DOCUMENT EXTRACT:
◇ ◇ ◇ ◇ ◇ ◇ ◇
So we've actually got those two products that kind of bracket this very simple and the more technically complex, trying to make sure that we are targeting folks that are more technically capable than those that are really just learning and want to treat website building as a PowerPoint tool.

And doing it with really good intelligence and frankly machine-learning capability, it makes it super simple for people to build a site for them. And the domain business we have -- we run the largest aftermarket service in the world today.

And the number of offerings that we've got in that aftermarket allows us to have a whole heck of a lot of liquidity. We've been making sure that that's available to every registrar so they can put aftermarket products up in that marketplace as well. And we're seeing really good aftermarket traction. So we’re happy with that.

It's not just GoDaddy-owned domain names. It is domain names that are owned by anybody who wants to participate as a seller in that aftermarket, or buyer.

And we've done some really interesting tools, both on mobile devices and frankly on a PC that allow you to manage an auction professionally, capably and for the domain investor, it's a really good set of tools for them and a great way to go reach their potential customers, in our aftermarket marketplace..

Unidentified Analyst

Thank you..

Operator

Your next question comes from the line of Brian Essex with Morgan Stanley. Your line is open..

Brian Essex

Good afternoon. Thank you for taking the question. I was wondering if I -- we could maybe put a finer point on a subject that Sterling had touched on. When you guys talk about offering free trials, I'm going to go out a limb and guess it's maybe why net subscriber ads are sequentially a little bit softer.

Can you quantify the impact there? And then can you offer, I guess, I little bit of insight in terms of how that's going to impact the platform longer term when they renew at a higher price. I think it makes all the sense in the world. And I'm sure they're very strong LTV/CAC.

I just want to understand conceptually how to wrap our heads around that model going forward..

Scott Wagner

Brian, Scott. Thanks. Look, it's a good question and thank you for it. On pretrial, since it is free upfront and we're not counting a customer until it's paid, there is certainly some impact but it's not something that frankly we should quantify and communicate to everybody. It's one of those precise without accurate, probably, measures.

I think when you bring up customer ads, I'd actually highlight two things just specifically in the quarter that probably have a bigger impact than just a free trial. One of which was in our international markets, we actually made a shift in a couple of these emerging markets to focus more on monetization than just gross customer ads.

And the second thing I would point out is if you look at our marketing spend in the quarter, it was lighter on a year-over-year basis. And it certainly made a bit of an impact.

I think the broad point is we don't manage to the quarter-over-quarter net or gross ads, and are focused on good customers who are going to stay with us for a long time and that's the purpose and goal of what we think about customers. Period, point, stop. Obviously we, you, everybody in the phone, wants that number to be as high as possible.
◇ ◇ ◇ ◇ ◇ ◇ ◇
YOUR TASKS:
**A.** In the earnings call excerpt, what does the speaker say the company runs in its domain business?
**B.** Render this sentence from the earnings call excerpt in Spanish: "And the second thing I would point out is if you look at our marketing spend in the quarter, it was lighter on a year-over-year basis."
**C.** Reproduce the earnings call excerpt word for word, starting with "So we've actually" and going on through "happy with that.".
The material that comes next is separate from the earnings call excerpt.

RECORDED INFORMATION:
◇ ◇ ◇ ◇ ◇ ◇ ◇
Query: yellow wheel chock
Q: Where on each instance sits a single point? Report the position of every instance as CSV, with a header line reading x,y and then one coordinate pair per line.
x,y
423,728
◇ ◇ ◇ ◇ ◇ ◇ ◇
ANSWERS GIVEN:
**A.** The largest aftermarket service in the world today.

**B.** Y lo segundo que señalaría es que, si observan nuestro gasto en marketing en el trimestre, fue menor en términos interanuales.

**C.**
So we've actually got those two products that kind of bracket this very simple and the more technically complex, trying to make sure that we are targeting folks that are more technically capable than those that are really just learning and want to treat website building as a PowerPoint tool.

And doing it with really good intelligence and frankly machine-learning capability, it makes it super simple for people to build a site for them. And the domain business we have -- we run the largest aftermarket service in the world today.

And the number of offerings that we've got in that aftermarket allows us to have a whole heck of a lot of liquidity. We've been making sure that that's available to every registrar so they can put aftermarket products up in that marketplace as well. And we're seeing really good aftermarket traction. So we’re happy with that.